### EXERCISE DIRECTIONS
Extract every line of the material below and reproduce each one unchanged.

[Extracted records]
***
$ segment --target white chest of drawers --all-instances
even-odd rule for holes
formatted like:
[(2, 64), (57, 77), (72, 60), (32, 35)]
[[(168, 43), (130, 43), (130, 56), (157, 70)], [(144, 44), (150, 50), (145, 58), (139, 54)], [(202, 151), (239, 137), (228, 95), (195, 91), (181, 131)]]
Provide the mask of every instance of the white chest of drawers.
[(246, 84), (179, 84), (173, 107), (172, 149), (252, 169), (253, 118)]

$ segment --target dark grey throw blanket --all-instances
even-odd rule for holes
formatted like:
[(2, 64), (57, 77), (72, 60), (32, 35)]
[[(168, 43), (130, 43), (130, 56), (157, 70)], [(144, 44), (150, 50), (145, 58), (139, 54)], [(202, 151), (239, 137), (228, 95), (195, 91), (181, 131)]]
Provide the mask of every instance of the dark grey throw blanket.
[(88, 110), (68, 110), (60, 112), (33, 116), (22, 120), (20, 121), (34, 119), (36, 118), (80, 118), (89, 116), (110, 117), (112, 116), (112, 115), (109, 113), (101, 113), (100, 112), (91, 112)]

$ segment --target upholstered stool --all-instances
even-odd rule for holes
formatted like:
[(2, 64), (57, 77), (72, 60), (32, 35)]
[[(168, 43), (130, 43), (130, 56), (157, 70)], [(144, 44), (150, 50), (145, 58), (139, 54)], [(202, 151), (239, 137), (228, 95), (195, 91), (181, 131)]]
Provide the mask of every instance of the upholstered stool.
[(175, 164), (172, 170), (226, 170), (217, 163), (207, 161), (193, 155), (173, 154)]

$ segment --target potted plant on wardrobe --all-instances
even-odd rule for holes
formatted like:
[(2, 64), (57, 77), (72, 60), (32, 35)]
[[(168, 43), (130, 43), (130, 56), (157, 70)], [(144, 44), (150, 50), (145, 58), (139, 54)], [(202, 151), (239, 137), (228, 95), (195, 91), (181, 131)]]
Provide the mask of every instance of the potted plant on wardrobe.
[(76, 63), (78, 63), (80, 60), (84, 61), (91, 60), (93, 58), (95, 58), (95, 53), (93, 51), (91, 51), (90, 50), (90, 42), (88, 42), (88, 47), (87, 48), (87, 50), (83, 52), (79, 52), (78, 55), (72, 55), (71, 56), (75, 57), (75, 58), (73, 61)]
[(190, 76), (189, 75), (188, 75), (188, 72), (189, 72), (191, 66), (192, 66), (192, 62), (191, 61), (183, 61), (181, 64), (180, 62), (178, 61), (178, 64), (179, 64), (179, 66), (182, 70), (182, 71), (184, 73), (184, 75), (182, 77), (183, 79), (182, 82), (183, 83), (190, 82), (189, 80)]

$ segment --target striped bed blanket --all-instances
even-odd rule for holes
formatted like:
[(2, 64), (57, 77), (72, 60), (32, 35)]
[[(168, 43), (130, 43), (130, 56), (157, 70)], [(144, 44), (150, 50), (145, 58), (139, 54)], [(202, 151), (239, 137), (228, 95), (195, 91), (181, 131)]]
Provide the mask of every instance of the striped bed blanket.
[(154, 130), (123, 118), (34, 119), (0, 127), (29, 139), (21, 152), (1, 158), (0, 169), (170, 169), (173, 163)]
***
### SOLUTION FOR THIS EXERCISE
$ segment --target white chest of drawers --all-instances
even-odd rule for holes
formatted like:
[(2, 64), (57, 77), (72, 60), (32, 35)]
[[(168, 43), (130, 43), (130, 56), (157, 70)], [(144, 44), (150, 50), (145, 58), (139, 54)], [(202, 151), (239, 137), (228, 95), (195, 91), (181, 131)]]
Provide the mask of every instance of the white chest of drawers.
[(246, 84), (179, 84), (173, 107), (172, 149), (252, 169), (253, 118)]

$ segment --target dark grey throw blanket --all-instances
even-odd rule for holes
formatted like:
[(2, 64), (57, 77), (72, 60), (32, 35)]
[[(168, 43), (130, 43), (130, 56), (157, 70)], [(144, 44), (150, 50), (145, 58), (139, 54)], [(202, 151), (239, 137), (228, 95), (195, 91), (181, 131)]]
Provide the mask of every instance of the dark grey throw blanket.
[(88, 110), (68, 110), (60, 112), (33, 116), (22, 120), (20, 121), (34, 119), (36, 118), (80, 118), (89, 116), (110, 117), (112, 116), (112, 115), (109, 113), (101, 113), (100, 112), (91, 112)]

$ segment --target upholstered stool --all-instances
even-odd rule for holes
formatted like:
[(2, 64), (57, 77), (72, 60), (32, 35)]
[[(168, 43), (130, 43), (130, 56), (157, 70)], [(144, 44), (150, 50), (145, 58), (139, 54)], [(202, 151), (239, 137), (228, 95), (195, 91), (181, 131)]]
Provide the mask of every instance of the upholstered stool.
[(175, 164), (172, 170), (226, 170), (217, 163), (207, 161), (193, 155), (173, 154)]

$ segment --target potted plant on wardrobe --all-instances
even-odd rule for holes
formatted like:
[(2, 64), (57, 77), (72, 60), (32, 35)]
[[(168, 43), (130, 43), (130, 56), (157, 70)], [(144, 44), (150, 50), (145, 58), (139, 54)], [(202, 151), (239, 137), (228, 95), (195, 91), (181, 131)]]
Provide the mask of every instance of the potted plant on wardrobe.
[(76, 63), (78, 63), (80, 60), (84, 61), (91, 60), (93, 58), (95, 58), (95, 53), (93, 51), (91, 51), (90, 50), (90, 42), (88, 42), (88, 47), (87, 48), (87, 50), (83, 52), (79, 52), (78, 55), (72, 55), (71, 56), (75, 57), (75, 58), (73, 61)]
[(190, 76), (189, 75), (188, 75), (188, 72), (189, 72), (191, 66), (192, 66), (192, 62), (191, 61), (183, 61), (181, 64), (180, 62), (178, 61), (178, 64), (179, 64), (179, 66), (182, 70), (182, 71), (184, 73), (184, 75), (182, 77), (183, 79), (182, 82), (183, 83), (190, 82), (189, 80)]

$ segment --target striped bed blanket --all-instances
even-odd rule for holes
formatted like:
[(2, 64), (57, 77), (72, 60), (32, 35)]
[[(168, 43), (130, 43), (130, 56), (157, 70)], [(144, 44), (150, 50), (145, 58), (139, 54)], [(202, 151), (239, 137), (228, 95), (195, 91), (181, 131)]]
Provide the mask of every instance of the striped bed blanket.
[(154, 130), (123, 118), (34, 119), (0, 127), (29, 139), (21, 152), (1, 158), (0, 169), (170, 169), (173, 163)]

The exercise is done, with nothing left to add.